WHAT YOU ARE ASKED TO DO
Rewrite the records below so that every occurrence of "place a point" becomes "put a mark", with all other text left as it stands.

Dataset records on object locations
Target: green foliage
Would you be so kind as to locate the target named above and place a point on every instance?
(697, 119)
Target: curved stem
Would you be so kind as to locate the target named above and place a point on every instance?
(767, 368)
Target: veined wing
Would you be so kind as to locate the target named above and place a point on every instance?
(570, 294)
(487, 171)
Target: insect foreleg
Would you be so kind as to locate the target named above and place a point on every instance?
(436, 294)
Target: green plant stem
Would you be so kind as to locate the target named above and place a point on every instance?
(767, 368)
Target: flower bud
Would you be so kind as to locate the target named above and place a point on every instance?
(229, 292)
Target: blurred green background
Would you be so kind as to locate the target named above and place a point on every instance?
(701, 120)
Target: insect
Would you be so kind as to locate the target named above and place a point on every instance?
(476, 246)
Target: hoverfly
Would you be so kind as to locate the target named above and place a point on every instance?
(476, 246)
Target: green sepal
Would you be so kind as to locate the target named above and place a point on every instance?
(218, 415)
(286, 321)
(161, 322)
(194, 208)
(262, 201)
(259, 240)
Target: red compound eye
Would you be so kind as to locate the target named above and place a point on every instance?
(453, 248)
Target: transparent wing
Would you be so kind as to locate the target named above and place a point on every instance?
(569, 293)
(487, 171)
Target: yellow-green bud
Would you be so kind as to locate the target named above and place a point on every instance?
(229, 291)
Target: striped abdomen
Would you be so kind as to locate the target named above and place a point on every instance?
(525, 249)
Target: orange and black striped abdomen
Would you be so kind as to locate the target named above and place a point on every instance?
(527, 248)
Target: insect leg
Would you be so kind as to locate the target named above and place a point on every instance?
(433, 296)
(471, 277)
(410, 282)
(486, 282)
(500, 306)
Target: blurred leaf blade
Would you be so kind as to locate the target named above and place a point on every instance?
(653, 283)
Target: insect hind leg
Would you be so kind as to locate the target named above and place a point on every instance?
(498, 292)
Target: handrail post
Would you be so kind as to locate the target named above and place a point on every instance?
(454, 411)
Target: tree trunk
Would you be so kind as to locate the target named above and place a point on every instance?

REPLY TO THE TASK
Target: green foliage
Would you be so kind as to locate the target named above and put a mark on every instance?
(697, 119)
Target: curved stem
Would you be so kind as to locate the target named above and put a mark on every instance?
(767, 368)
Target: veined wing
Would you be so kind as to locate the target named above and put a mark on every instance?
(570, 294)
(487, 171)
Target: insect foreleg
Would you be so kind as to locate the target named above and put a mark on every instance?
(436, 294)
Target: green plant stem
Would you be so kind as to locate the target named above and put a mark on every instance?
(767, 368)
Target: flower bud
Would you be so kind as to locate the target named above and put a mark on every instance?
(229, 292)
Target: blurred green background
Would you be so kind as to locate the target named above and put a mark on every instance?
(701, 120)
Target: insect
Would you be so kind as to locate the target named above and put a mark on every instance?
(476, 246)
Target: hoverfly
Would you be so kind as to locate the target named above and put a mark on every instance?
(476, 246)
Target: green sepal
Would you be so kind as to locate the target named above and put a mark on every instance?
(218, 415)
(286, 321)
(161, 322)
(194, 208)
(262, 201)
(259, 240)
Target: red compound eye
Would you be so kind as to locate the target named above and put a mark on every instance?
(453, 248)
Target: transparent wing
Would you be so kind as to locate the target named above and put a mark on every instance?
(569, 293)
(487, 171)
Target: yellow-green bud
Would you be so kind as to locate the target named above and put a mark on every instance?
(229, 291)
Target: striped abdomen
Would you be so kind as to locate the target named above and put a mark on every instance?
(525, 249)
Target: orange and black striped abdomen
Would you be so kind as to locate the target named above and put a mark on every instance?
(527, 248)
Target: insect leg
Would you be so kind as to locate the target named above and put a mark on every instance?
(433, 296)
(471, 277)
(410, 282)
(486, 282)
(500, 306)
Target: blurred leaf blade
Would you be so kind as to locate the target named above and put a mark on every instance?
(653, 283)
Target: insect hind leg
Would you be so kind as to locate the target named above and put a mark on every instance?
(498, 292)
Target: handrail post
Would you be so kind as to locate the target named above and put a mark on every instance?
(454, 411)
Target: tree trunk
Would you be so kind as to locate the target named above and put a mark on every instance?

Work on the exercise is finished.